— Start RECORDED DATA —

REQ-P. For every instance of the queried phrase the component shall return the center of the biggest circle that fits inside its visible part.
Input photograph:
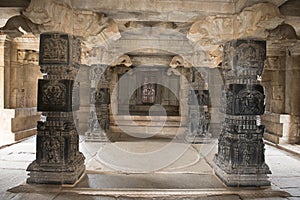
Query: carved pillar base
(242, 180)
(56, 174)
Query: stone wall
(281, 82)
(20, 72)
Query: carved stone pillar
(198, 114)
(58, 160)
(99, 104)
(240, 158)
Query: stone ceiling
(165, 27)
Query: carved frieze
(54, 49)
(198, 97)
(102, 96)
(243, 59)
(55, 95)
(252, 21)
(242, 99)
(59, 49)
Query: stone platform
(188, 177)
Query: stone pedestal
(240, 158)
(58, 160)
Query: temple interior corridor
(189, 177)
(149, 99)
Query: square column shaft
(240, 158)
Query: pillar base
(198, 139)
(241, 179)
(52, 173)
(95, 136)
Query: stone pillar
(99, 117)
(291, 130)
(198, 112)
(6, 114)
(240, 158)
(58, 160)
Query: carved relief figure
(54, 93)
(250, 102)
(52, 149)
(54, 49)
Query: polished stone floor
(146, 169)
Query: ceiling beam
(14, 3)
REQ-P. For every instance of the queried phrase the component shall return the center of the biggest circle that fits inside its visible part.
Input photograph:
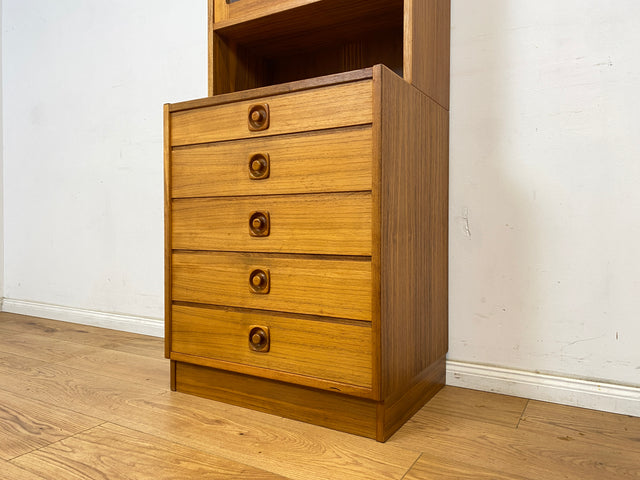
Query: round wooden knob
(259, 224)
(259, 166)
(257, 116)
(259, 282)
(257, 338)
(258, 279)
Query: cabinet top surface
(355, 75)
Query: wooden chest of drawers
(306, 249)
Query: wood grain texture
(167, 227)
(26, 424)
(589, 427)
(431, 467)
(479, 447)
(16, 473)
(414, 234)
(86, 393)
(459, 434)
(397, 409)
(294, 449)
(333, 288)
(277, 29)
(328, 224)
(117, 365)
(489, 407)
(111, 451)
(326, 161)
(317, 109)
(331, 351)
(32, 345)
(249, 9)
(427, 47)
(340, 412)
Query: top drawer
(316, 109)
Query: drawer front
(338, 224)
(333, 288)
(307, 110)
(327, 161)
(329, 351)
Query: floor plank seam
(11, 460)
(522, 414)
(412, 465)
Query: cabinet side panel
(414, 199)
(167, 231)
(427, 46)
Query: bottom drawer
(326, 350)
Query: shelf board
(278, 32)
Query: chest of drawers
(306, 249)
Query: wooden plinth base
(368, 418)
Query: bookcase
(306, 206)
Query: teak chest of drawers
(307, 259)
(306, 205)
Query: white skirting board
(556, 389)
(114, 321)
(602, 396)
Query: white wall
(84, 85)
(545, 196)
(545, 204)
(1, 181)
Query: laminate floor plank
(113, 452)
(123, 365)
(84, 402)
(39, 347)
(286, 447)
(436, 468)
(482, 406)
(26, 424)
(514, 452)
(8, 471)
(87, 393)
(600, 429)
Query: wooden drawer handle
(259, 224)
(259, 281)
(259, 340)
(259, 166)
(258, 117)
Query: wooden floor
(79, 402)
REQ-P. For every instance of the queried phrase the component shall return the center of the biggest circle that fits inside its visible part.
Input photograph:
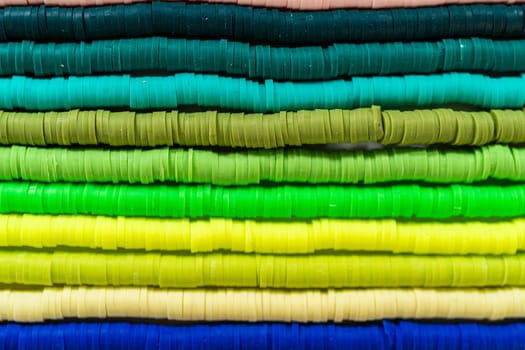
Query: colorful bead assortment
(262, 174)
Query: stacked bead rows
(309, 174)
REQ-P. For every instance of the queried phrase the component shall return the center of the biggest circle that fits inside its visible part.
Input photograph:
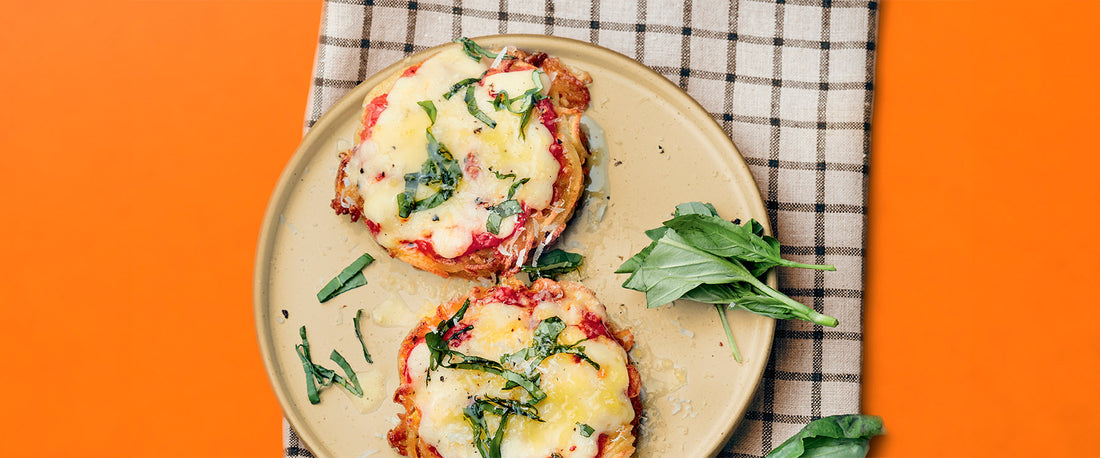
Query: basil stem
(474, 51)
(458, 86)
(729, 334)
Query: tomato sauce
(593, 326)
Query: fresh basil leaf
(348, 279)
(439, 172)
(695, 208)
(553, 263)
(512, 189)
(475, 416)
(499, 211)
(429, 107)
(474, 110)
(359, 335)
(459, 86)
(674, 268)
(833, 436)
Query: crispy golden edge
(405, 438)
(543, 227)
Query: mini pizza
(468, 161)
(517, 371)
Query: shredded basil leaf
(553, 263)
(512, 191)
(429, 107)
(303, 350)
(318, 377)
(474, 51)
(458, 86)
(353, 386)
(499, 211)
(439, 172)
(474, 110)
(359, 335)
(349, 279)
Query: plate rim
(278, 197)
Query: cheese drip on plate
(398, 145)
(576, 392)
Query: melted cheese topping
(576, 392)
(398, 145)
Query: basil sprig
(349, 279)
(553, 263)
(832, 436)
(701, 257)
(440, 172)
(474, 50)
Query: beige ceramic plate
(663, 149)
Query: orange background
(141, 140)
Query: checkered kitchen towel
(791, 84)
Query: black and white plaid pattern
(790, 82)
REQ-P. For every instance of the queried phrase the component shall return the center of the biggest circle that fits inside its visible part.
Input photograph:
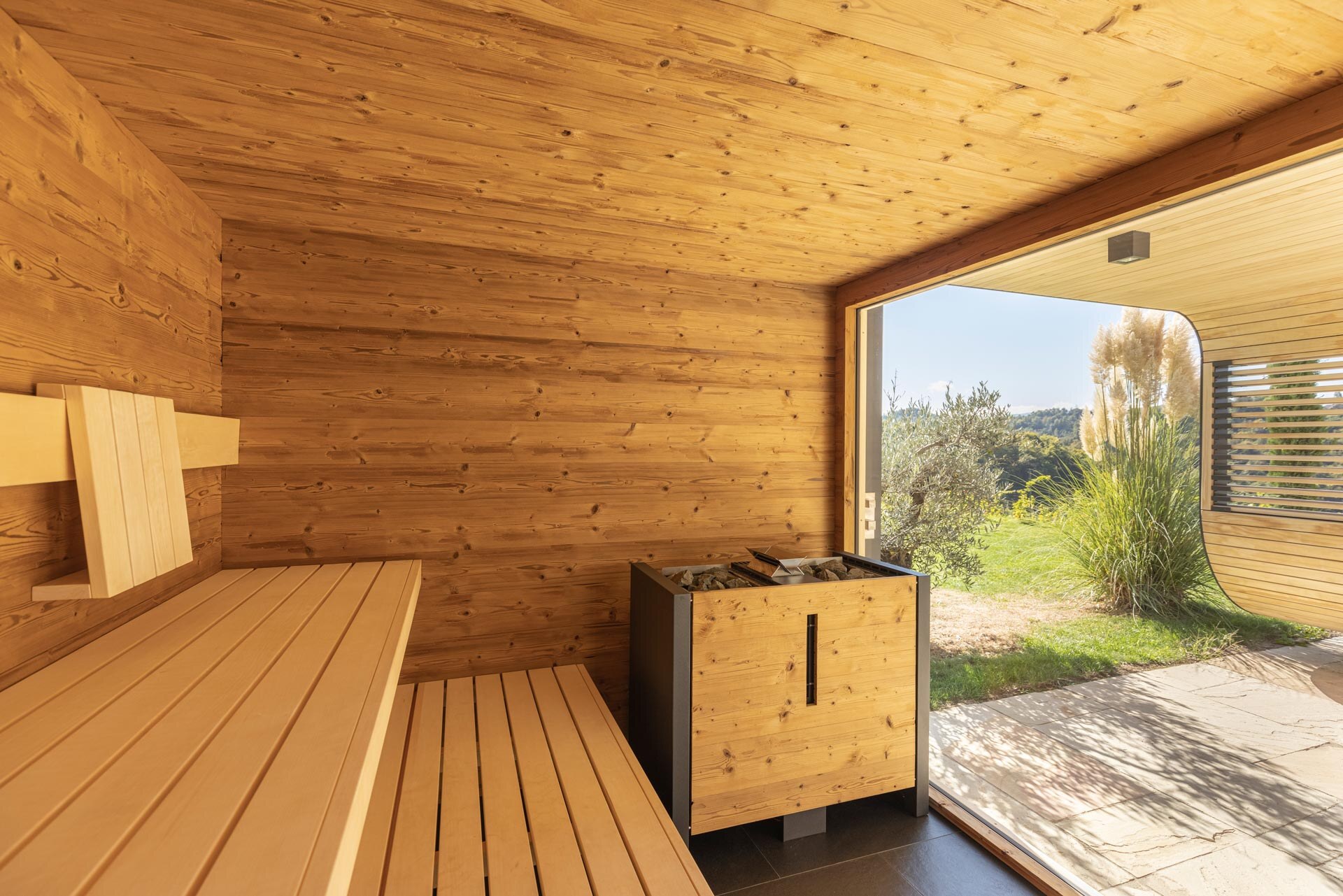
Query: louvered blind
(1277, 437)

— End RECORDED DATA —

▶ [THE TASK]
In the records above, swap "Query" for "Phrase" and change nothing else. Omit the pictures from the rewritten records.

▶ [RESPONSE TO THIS TASK]
REQ-P. For every instance of the queried phrase the component shall return the center of the biggest circle that fits inside its visible part.
Input photograph:
Phrase: carved pillar base
(242, 180)
(56, 174)
Phrase: stone wall
(281, 82)
(20, 72)
Phrase: carved stone pillar
(198, 114)
(58, 160)
(99, 104)
(240, 158)
Phrase: stone ceiling
(165, 27)
Phrase: carved frieze
(54, 49)
(198, 97)
(102, 96)
(243, 59)
(55, 95)
(252, 21)
(242, 99)
(59, 49)
Phrase: stone platform
(188, 177)
Phrase: stone pedestal
(240, 158)
(58, 160)
Phrase: temple interior corridor
(189, 177)
(149, 99)
Phrase: square column shaft
(240, 158)
Phrase: pillar base
(198, 139)
(241, 179)
(52, 173)
(95, 136)
Phrase: stone pillar
(99, 117)
(291, 130)
(198, 112)
(6, 114)
(240, 158)
(58, 160)
Phrase: carved relief figure
(54, 93)
(250, 102)
(52, 149)
(54, 49)
Phrase: polished stone floor
(146, 169)
Phrase: ceiling beam
(14, 3)
REQ-P. For every instance of the queried phrase the component shall return the center of the biggest circle that fits inside its visible part.
Input photograph:
Phrase: round wooden knob
(259, 224)
(259, 166)
(257, 116)
(259, 282)
(257, 338)
(258, 279)
Phrase: cabinet top surface
(355, 75)
Phrase: wooden chest of drawers
(306, 249)
Phrase: wood grain texture
(167, 227)
(26, 424)
(589, 427)
(431, 467)
(479, 447)
(16, 473)
(414, 234)
(86, 393)
(459, 434)
(397, 409)
(294, 449)
(333, 288)
(277, 29)
(328, 224)
(117, 365)
(489, 407)
(111, 451)
(326, 161)
(317, 109)
(331, 351)
(32, 345)
(249, 9)
(427, 47)
(340, 412)
Phrase: top drawer
(316, 109)
Phrase: drawer front
(338, 224)
(333, 288)
(307, 110)
(327, 161)
(329, 351)
Phrase: floor plank seam
(11, 460)
(522, 414)
(412, 465)
Phrase: cabinet side panel
(414, 199)
(167, 231)
(427, 46)
Phrase: bottom drawer
(326, 350)
Phrase: shelf board
(278, 32)
Phrase: chest of drawers
(306, 249)
Phrase: wooden plinth base
(368, 418)
Phrase: bookcase
(306, 206)
Phrase: teak chest of drawers
(307, 259)
(306, 205)
Phrase: white skirting board
(556, 389)
(114, 321)
(602, 396)
Phrase: white wall
(84, 85)
(545, 196)
(545, 204)
(1, 181)
Phrase: laminate floor plank
(113, 452)
(123, 365)
(84, 402)
(39, 347)
(286, 447)
(436, 468)
(482, 406)
(26, 424)
(514, 452)
(8, 471)
(87, 393)
(600, 429)
Phrase: wooden drawer handle
(259, 224)
(259, 281)
(259, 340)
(259, 166)
(258, 117)
Phrase: wooden floor
(79, 402)
REQ-P. For every instance of the queried phrase the component shall return the center of the biggest circle that fits inside its visible part.
Input photograph:
Phrase: colorful bead assortment
(262, 174)
Phrase: stacked bead rows
(309, 174)
REQ-P. For every instance of the queried phrase the component shall return the center of the biggest circle that fits inside its visible part.
Input photograph:
Phrase: basil stem
(474, 51)
(458, 86)
(729, 334)
Phrase: tomato sauce
(593, 326)
Phrase: fresh basil leaf
(348, 279)
(439, 172)
(695, 208)
(553, 263)
(512, 189)
(475, 416)
(499, 211)
(429, 107)
(474, 110)
(359, 335)
(459, 86)
(674, 268)
(833, 436)
Phrase: crispy golden edge
(405, 438)
(543, 227)
Phrase: mini pizza
(468, 161)
(517, 371)
Phrase: shredded basil leaf
(553, 263)
(512, 191)
(429, 107)
(303, 350)
(318, 377)
(474, 51)
(458, 86)
(353, 386)
(499, 211)
(439, 172)
(474, 110)
(359, 335)
(349, 279)
Phrase: plate rim
(278, 197)
Phrase: cheese drip on plate
(398, 145)
(576, 392)
Phrase: melted cheese topping
(576, 392)
(398, 145)
Phrase: basil sprig
(349, 279)
(553, 263)
(832, 436)
(701, 257)
(440, 172)
(474, 50)
Phrase: beige ceramic plate
(663, 149)
Phrase: orange background
(141, 140)
Phrase: checkered kitchen towel
(791, 84)
Phrase: black and white plaid pattern
(790, 82)
REQ-P. For every instance of the queried phrase the component shall return the center of the biggest circle that fits inside its visible part.
Input photograph:
Phrase: louvered blind
(1277, 437)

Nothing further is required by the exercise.